Seitenauszug:
--

Eine persönliche Geschichte ist immer besser als nur Zahlen-Daten-Fakten zu präsentieren. Mit deiner Geschichte bindest du das Publikum. Sie können sich später noch an deine Worte erinnern. Mit einer emotionalen Geschichte fiebert dein Publikum mit. Das habe ich auch mal erlebt und kann mich in deine Story hineinfühlen. Im Hinblick auf den Wettbewerb: Du überzeugst die Regie natürlich mehr mit einer Story als mit einer losen Auszählung von Fakten.
Der Start ist wichtig, damit dein Publikum an deinen Lippen hängt. Je stärker der Anfang der Rede ist, desto aufmerksamer ist dein Publikum. Auch mit einer Frage bindest du dein Publikum in deine Rede mit ein.

--

Datenzeilen:
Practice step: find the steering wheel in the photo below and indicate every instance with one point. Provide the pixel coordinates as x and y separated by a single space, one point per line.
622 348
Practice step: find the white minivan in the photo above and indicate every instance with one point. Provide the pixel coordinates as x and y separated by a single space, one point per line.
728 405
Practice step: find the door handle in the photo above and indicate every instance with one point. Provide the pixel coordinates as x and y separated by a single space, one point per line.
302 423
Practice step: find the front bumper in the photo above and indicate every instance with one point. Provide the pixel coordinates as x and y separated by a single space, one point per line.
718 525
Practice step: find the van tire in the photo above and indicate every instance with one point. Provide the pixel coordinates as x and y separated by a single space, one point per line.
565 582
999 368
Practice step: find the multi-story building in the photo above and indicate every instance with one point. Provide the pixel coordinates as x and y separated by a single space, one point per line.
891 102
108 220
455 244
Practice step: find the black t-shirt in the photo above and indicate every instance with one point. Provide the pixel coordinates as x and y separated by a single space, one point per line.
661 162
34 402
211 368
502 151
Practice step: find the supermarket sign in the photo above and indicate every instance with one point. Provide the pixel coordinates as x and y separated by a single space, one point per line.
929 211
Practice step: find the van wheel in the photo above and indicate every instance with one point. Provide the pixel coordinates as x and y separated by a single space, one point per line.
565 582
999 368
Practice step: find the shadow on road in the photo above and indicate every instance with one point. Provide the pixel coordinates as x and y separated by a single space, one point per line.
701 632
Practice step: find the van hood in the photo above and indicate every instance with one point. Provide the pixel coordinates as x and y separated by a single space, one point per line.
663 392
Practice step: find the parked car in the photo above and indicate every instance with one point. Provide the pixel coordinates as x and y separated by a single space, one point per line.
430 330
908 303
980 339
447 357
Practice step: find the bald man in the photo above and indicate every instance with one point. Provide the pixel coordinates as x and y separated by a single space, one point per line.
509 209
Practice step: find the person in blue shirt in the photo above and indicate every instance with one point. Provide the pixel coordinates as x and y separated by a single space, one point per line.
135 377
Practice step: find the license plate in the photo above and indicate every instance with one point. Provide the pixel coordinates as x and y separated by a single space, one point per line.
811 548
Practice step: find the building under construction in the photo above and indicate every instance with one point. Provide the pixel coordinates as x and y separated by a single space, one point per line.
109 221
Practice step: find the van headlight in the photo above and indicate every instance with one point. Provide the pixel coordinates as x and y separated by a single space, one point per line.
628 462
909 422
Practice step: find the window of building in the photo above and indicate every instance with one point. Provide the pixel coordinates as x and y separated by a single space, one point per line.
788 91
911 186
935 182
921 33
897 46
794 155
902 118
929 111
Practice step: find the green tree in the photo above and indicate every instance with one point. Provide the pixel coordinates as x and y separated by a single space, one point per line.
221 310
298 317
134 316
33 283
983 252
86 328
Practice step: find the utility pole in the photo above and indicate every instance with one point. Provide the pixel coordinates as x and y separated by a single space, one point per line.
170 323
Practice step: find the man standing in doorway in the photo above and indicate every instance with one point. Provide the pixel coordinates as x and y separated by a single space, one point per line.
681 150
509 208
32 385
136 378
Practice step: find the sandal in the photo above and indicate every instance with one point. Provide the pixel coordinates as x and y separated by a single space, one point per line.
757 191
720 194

--

Aufgabe:
Ersetze im Seitenauszug „Start“ durch „Einstieg“ und gib dabei den Abschnitt wieder, der mit „Der Start ist“ beginnt und mit „Rede mit ein.“ endet.

Lösung:
Der Einstieg ist wichtig, damit dein Publikum an deinen Lippen hängt. Je stärker der Anfang der Rede ist, desto aufmerksamer ist dein Publikum. Auch mit einer Frage bindest du dein Publikum in deine Rede mit ein.